#### [Work item A]
Retype everything from the start of the listing down to the line containing "rough mask: <svg", both ends included, and omit the pictures from your copy.

···

If the Exclusivity Period is validly terminated by the Company pursuant to an FF Cessation Termination and thereafter the Company begins negotiations with a prospective buyer of the frozen fruit business in the future, the Company must first discuss with Xxxxx and negotiate exclusively with Buyer for the sale of the snack business. If the Company and Buyer cannot agree on timing and a price within 10 days after the first discussions between the Company and Buyer referred to in the preceding sentence, then the Company is permitted to discuss the sale of the snack business or the Company with other third parties. If the Company and Buyer do agree on timing and a price as a result of those discussions, there will be an exclusivity period of 30 days after such agreement to allow Buyer to update its prior diligence and proceed to signing a merger agreement. If the Company and the Buyer enter into such a merger agreement, upon closing of the Proposed Transaction with the Company, Xxxxx will reimburse the Company for any Buyer Diligence Reimbursement Expenses previously paid by the Company to Buyer.
During the Exclusivity Period, the Company must reasonably promptly provide Buyer with (i) periodic updates on the material status of the frozen fruit business sale and (ii) copies of all drafts of the definitive documents related to the frozen fruit business sale.

···

#### [Work item B]
Under the exclusivity provision, how long is the exclusivity period that follows an agreement between the Company and Buyer on timing and price?

#### [Collected data entries]
···

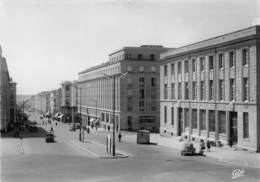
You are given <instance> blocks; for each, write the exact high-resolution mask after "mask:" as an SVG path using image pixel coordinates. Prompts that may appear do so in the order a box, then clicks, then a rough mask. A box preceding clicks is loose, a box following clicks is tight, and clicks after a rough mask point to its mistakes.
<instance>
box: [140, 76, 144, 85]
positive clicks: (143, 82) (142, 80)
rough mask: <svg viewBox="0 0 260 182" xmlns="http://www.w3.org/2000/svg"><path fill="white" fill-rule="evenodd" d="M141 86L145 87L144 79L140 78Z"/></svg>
mask: <svg viewBox="0 0 260 182" xmlns="http://www.w3.org/2000/svg"><path fill="white" fill-rule="evenodd" d="M139 85H140V87H143V86H144V77H140V78H139Z"/></svg>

···

#### [Answer area A]
You are given <instance> blocks; for each, write the exact high-resolution mask after "mask:" as an SVG path using image pixel coordinates. Prompts that may appear do so in the order a box, then clicks, then a rough mask. A box preceding clicks is loose, a box following clicks is tight, and clicks after a rough mask point to its mistakes.
<instance>
box: [140, 76, 144, 85]
positive clicks: (143, 82) (142, 80)
rough mask: <svg viewBox="0 0 260 182" xmlns="http://www.w3.org/2000/svg"><path fill="white" fill-rule="evenodd" d="M141 86L145 87L144 79L140 78Z"/></svg>

#### [Answer area B]
30 days after such agreement.